TEXTO DE PARTIDA:

Salarios de pobreza en Estados Unidos
Introducción de Tom Engelhardt
En
estos años se ha prestado mucha atención al crecimiento del estado
nacional de la seguridad y muy poca a lo que el colaborador habitual de TomDispatch
Rajan Menon llama el estado nacional de la (in)seguridad. La
administración Trump y el sector republicano del Congreso han, por
supuesto, hecho un notable regalo –una ley de reforma tributaria– a los
ya fabulosamente ricos, y ahora están trabajando intensamente en el
recorte de los fondos para quienes los necesitan. Además, una vez más
están tratando de desactivar los cuidados médicos para los
estadounidenses de a pie yendo a por la Ley de Cuidados Asequibles
(también conocida como Obamacare) “bloqueando miles de millones de
dólares en los pagos anuales exigidos por la ley para las compañías de
seguros cuyos clientes necesitan de un servicio médico oneroso”. Después
de haber incrementado enormemente los futuros déficits presupuestarios
con la ley tributaria mencionada más arriba, los congresistas
republicanos están ahora prometiendo resolver el problema hostigando a
la Seguridad Social, a Medicare y a Medicaid. Y no olvidéis que este es
ya un país en el que tres hombres –Bill Gates, Jeff Bezos y Warren
Buffett– tienen tanta riqueza como la mitad más pobre de la sociedad,
mientras la desigualdad ha alcanzado el nivel de los tiempos de la Edad
Dorada, y esto apenas ha comenzado.
Casualmente,
Philip Alston, relator especial sobre pobreza extrema y derechos humanos
de Naciones Unidas, prestó alguna insólita atención a la desigualdad en
Estados Unidos de un modo muy personal. Hizo un recorrido por las zonas
empobrecidas en la nación más adinerada del planeta, donde se dan
muchas escenas de increíble riqueza. En esa triste actividad, registró
el extremado crecimiento de la pobreza (sobre todo, entre los jóvenes).

CONSIGNA A:
Según el texto de partida, ¿qué tres hombres tienen tanta riqueza como la mitad más pobre de la sociedad estadounidense?
CONSIGNA B:
Indique si cada afirmación concuerda con el texto de partida y cite las palabras que lo deciden: (i) Philip Alston es relator especial de Naciones Unidas sobre pobreza extrema y derechos humanos; (ii) los congresistas republicanos prometen resolver el déficit aumentando los fondos de Medicaid; (iii) Alston registró el crecimiento de la pobreza sobre todo entre los ancianos.

REGISTRO DE DATOS:
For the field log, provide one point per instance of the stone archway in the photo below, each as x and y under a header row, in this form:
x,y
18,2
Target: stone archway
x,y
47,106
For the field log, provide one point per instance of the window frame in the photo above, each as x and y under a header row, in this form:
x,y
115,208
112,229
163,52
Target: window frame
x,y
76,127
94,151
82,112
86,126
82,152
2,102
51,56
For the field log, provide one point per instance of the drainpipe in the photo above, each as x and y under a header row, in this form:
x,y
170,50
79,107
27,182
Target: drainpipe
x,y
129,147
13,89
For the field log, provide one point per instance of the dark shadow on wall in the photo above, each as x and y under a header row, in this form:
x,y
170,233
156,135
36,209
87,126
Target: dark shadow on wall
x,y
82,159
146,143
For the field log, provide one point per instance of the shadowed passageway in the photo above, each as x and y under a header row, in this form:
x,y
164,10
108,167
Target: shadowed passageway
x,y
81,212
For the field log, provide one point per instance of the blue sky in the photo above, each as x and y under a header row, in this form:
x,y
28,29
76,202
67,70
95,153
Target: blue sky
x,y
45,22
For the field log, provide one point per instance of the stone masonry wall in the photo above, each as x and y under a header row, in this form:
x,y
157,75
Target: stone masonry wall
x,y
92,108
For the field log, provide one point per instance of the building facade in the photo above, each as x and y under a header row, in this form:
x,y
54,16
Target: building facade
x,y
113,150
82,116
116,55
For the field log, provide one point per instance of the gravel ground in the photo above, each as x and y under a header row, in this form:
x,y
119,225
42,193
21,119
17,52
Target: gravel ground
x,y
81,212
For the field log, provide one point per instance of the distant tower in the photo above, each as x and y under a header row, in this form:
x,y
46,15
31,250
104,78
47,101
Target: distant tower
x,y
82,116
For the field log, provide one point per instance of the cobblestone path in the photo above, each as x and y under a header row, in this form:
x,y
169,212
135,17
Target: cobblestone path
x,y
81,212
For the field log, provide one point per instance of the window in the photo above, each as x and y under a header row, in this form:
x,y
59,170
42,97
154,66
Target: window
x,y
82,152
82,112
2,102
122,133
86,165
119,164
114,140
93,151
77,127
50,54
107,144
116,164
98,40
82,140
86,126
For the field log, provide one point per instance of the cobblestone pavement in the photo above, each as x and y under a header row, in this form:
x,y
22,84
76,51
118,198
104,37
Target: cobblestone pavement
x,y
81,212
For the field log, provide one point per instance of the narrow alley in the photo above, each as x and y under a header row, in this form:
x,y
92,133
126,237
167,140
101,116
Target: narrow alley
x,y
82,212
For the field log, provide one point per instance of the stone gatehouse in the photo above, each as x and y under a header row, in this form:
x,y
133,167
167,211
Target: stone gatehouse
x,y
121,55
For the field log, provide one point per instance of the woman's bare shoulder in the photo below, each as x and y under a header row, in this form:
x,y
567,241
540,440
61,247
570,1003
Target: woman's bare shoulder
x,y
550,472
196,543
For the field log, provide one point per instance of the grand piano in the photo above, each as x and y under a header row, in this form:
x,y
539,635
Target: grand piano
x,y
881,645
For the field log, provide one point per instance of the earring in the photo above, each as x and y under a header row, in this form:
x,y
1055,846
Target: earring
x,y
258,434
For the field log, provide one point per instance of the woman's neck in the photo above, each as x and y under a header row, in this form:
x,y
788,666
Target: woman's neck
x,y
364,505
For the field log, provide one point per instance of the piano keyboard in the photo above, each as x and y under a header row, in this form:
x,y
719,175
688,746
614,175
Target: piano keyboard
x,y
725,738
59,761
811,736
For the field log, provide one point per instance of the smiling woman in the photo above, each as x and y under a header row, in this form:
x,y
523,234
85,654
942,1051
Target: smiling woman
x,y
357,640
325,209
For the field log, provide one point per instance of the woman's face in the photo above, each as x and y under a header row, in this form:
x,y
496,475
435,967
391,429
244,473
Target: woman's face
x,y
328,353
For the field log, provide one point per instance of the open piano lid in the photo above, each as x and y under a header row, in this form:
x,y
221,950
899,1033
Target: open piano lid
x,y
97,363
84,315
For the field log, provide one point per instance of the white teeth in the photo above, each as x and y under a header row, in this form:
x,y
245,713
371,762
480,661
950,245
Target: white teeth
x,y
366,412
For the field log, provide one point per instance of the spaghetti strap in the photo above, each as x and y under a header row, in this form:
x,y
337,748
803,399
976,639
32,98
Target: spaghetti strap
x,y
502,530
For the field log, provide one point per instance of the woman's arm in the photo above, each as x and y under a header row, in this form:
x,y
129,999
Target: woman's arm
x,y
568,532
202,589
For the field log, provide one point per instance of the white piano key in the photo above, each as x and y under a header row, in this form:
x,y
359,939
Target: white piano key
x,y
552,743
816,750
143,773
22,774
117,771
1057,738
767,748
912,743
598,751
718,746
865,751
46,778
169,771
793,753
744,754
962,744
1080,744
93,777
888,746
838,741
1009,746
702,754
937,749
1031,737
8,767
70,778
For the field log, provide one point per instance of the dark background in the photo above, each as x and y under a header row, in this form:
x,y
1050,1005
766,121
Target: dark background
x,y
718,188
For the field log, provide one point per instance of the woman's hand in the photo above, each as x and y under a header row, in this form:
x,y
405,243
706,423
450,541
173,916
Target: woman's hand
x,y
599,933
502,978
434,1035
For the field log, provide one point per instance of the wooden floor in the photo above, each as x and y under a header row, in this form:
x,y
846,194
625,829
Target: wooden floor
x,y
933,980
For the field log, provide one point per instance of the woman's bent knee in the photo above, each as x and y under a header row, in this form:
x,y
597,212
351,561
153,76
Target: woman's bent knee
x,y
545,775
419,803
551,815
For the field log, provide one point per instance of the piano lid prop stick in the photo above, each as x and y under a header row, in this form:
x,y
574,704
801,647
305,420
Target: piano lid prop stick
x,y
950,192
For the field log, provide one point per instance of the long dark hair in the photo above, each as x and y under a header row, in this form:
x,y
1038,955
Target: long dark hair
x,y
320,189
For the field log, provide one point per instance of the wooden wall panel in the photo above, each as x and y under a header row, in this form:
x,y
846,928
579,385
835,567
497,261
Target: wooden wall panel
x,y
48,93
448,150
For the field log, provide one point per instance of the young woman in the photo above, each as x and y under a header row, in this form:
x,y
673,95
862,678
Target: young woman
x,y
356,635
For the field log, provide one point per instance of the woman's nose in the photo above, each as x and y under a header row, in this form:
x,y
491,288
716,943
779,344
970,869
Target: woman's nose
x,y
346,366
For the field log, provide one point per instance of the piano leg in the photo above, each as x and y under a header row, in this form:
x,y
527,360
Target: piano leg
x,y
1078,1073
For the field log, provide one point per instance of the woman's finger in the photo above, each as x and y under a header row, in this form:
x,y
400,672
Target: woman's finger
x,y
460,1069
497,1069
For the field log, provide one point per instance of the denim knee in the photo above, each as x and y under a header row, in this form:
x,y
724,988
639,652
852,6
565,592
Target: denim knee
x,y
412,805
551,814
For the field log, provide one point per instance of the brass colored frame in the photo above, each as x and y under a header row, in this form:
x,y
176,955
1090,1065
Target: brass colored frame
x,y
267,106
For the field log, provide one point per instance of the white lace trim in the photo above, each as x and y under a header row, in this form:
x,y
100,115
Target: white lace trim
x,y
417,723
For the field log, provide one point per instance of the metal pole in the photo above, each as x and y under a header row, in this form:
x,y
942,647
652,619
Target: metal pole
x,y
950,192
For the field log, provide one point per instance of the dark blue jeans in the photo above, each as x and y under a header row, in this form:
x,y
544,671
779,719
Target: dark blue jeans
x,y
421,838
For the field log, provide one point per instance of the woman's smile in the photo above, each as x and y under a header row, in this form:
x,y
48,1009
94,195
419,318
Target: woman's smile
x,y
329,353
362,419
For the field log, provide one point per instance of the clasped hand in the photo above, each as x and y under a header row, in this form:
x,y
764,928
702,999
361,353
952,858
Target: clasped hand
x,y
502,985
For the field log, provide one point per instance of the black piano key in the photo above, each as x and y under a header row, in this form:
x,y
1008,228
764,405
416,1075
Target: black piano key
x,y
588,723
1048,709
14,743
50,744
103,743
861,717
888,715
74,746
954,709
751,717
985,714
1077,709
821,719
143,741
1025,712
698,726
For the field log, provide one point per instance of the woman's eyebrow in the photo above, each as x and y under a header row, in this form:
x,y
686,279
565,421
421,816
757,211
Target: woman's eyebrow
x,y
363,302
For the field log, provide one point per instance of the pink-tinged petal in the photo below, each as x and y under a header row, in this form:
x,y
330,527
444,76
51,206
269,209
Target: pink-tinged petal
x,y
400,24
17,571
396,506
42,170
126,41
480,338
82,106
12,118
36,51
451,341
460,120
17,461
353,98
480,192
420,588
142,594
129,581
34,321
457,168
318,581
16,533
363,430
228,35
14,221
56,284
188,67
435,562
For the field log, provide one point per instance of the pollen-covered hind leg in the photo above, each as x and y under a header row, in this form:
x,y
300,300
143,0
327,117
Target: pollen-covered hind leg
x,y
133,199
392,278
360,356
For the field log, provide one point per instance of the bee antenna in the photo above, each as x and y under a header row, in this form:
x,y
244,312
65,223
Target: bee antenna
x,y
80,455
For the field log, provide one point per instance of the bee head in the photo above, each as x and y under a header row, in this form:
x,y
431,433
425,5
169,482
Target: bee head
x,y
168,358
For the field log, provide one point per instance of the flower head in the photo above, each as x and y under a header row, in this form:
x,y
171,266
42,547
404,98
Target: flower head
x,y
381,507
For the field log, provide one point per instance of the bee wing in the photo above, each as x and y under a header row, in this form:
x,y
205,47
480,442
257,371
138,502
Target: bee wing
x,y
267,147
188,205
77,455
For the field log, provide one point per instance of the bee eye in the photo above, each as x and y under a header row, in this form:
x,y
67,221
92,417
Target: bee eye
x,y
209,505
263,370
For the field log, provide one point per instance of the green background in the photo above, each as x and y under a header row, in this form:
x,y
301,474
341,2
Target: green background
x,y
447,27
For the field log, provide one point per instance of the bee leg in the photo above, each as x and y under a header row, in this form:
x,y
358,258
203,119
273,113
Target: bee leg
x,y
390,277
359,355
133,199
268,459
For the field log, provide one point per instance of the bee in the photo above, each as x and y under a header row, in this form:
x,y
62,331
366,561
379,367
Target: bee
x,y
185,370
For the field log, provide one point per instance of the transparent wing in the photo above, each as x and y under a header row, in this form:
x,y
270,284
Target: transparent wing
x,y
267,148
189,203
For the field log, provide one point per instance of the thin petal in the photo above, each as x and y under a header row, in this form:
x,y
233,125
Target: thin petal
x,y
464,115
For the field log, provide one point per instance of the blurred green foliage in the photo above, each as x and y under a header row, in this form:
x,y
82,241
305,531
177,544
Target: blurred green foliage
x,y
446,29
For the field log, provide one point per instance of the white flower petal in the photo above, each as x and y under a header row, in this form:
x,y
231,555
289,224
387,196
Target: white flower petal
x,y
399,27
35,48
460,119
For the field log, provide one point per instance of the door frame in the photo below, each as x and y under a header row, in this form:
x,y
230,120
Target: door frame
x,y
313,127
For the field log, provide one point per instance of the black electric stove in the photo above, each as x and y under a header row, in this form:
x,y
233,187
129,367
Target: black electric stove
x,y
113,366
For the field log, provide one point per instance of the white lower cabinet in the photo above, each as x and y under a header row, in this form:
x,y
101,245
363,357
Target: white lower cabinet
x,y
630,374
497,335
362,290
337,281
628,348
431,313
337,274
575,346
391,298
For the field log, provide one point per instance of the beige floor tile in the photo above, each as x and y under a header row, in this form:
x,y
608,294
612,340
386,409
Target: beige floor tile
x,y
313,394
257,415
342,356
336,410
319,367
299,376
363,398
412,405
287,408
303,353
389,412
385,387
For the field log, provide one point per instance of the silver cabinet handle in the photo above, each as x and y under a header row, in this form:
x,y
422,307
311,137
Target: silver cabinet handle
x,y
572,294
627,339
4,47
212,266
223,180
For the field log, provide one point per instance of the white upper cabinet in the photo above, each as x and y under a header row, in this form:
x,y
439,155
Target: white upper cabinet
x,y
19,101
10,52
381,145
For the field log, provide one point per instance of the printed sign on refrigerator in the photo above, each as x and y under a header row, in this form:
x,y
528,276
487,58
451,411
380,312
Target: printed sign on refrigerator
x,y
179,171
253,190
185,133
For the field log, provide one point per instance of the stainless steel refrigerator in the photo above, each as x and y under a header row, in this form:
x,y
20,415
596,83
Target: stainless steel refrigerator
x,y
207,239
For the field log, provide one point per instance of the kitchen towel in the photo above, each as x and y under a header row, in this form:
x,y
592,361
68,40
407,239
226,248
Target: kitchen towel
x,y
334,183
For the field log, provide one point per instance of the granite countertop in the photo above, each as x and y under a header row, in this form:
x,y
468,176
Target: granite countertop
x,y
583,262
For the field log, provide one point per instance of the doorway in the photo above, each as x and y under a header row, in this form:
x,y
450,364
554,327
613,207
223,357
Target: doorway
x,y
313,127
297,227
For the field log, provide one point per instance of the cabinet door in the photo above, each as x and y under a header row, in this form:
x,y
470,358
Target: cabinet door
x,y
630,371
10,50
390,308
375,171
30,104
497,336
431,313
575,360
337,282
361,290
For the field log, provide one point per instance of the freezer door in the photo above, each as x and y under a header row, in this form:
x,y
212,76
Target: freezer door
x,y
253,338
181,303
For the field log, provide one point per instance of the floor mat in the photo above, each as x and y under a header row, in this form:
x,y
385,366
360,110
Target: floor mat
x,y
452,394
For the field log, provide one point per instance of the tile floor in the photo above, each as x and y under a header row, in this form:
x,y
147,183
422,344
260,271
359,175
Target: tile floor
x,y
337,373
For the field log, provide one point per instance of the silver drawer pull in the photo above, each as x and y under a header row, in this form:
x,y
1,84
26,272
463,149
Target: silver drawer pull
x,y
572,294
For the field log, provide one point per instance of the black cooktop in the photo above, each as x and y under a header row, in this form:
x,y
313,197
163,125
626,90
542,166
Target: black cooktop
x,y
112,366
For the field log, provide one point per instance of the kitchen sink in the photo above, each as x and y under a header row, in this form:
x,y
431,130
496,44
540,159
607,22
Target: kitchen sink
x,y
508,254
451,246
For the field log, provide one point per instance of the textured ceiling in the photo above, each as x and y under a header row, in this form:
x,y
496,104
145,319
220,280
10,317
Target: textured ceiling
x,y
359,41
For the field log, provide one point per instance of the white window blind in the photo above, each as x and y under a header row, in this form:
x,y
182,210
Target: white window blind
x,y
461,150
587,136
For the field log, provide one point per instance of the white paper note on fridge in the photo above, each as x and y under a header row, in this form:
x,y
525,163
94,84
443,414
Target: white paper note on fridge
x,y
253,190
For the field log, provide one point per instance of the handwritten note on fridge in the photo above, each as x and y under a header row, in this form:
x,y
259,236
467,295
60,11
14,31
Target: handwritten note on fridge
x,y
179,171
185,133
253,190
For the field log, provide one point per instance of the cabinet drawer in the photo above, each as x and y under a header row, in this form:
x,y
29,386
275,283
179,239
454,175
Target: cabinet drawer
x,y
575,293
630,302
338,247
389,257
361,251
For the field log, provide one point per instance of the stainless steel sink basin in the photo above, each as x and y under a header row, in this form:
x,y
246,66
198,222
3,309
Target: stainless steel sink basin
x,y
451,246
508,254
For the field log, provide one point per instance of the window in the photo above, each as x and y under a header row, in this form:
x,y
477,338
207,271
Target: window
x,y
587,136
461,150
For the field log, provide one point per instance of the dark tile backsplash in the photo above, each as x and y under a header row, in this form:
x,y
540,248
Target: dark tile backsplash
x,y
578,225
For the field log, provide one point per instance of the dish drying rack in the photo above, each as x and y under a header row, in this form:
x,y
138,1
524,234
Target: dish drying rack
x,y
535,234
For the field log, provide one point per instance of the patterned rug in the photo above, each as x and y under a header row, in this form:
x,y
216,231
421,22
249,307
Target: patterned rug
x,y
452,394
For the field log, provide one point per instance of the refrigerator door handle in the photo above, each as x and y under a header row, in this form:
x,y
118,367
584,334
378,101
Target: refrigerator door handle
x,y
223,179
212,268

RESPUESTA A:
Bill Gates, Jeff Bezos y Warren Buffett.

RESPUESTA B:
(i) Sí: «Philip Alston, relator especial sobre pobreza extrema y derechos humanos de Naciones Unidas».
(ii) No: «prometiendo resolver el problema hostigando a la Seguridad Social, a Medicare y a Medicaid».
(iii) No: «sobre todo, entre los jóvenes».